According to federal data, more than 320,000 children have been diagnosed with COVID-19 in the U.S. within the past few weeks. Although there is hope on the horizon, for a vaccine for those five to 11-years-old, the reality is, those under five, are still in waiting limbo. Below are five tips for parents, from the experts, in an interview with GMA, to help lower COVID-19 risk for children under five.
“When [the pandemic] first started, we were all talking about how this was such a strange virus that was really targeting the older population and kids were really by and large sheltered from any significant illness,” said Dr. Marya Strand, chief medical officer at SSM Health Cardinal Glennon Children’s Hospital in St. Louis, in a recent interview.
“Now what we’re seeing with the delta variant is not only are kids getting sick with COVID, but kids are getting significantly sick with COVID. Early on we weren’t seeing significant infections in kids under 2, but we now have infants in our hospital with significant disease,” she said.

### TASK TO COMPLETE
Could you reproduce the entire passage about COVID-19 in young children word for word? The lines after this point have no connection to the passage about COVID-19 in young children.

### GIVEN INFORMATION
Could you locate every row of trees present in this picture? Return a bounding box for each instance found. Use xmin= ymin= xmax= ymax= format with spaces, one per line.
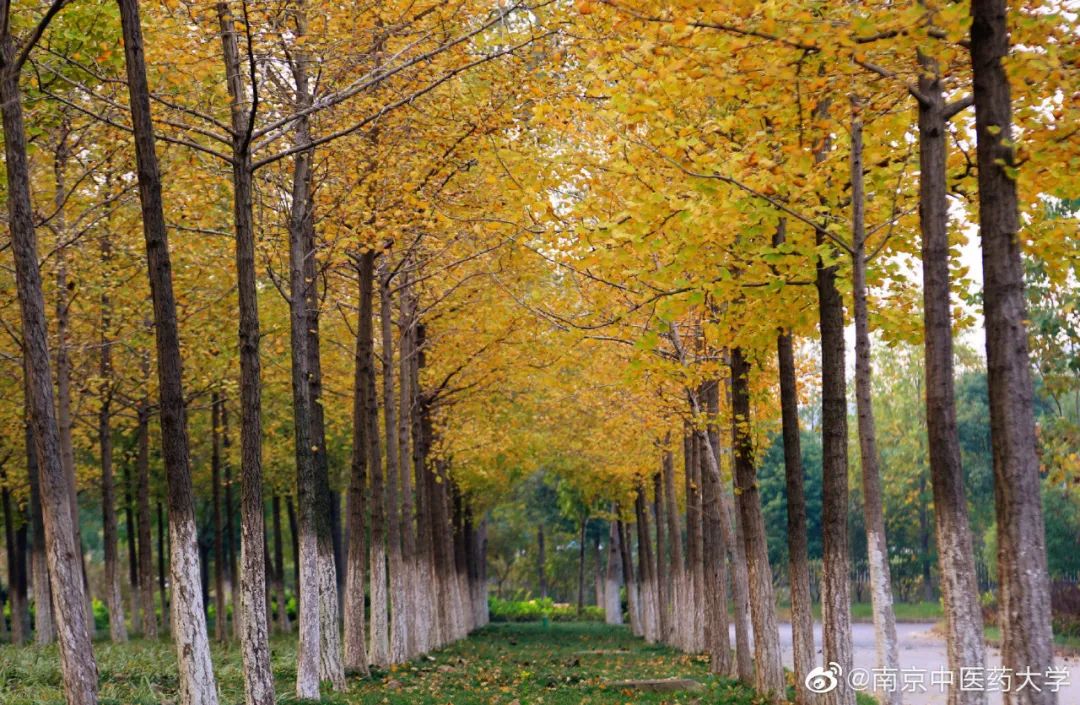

### EXERCISE OUTPUT
According to federal data, more than 320,000 children have been diagnosed with COVID-19 in the U.S. within the past few weeks. Although there is hope on the horizon, for a vaccine for those five to 11-years-old, the reality is, those under five, are still in waiting limbo. Below are five tips for parents, from the experts, in an interview with GMA, to help lower COVID-19 risk for children under five.
“When [the pandemic] first started, we were all talking about how this was such a strange virus that was really targeting the older population and kids were really by and large sheltered from any significant illness,” said Dr. Marya Strand, chief medical officer at SSM Health Cardinal Glennon Children’s Hospital in St. Louis, in a recent interview.
“Now what we’re seeing with the delta variant is not only are kids getting sick with COVID, but kids are getting significantly sick with COVID. Early on we weren’t seeing significant infections in kids under 2, but we now have infants in our hospital with significant disease,” she said.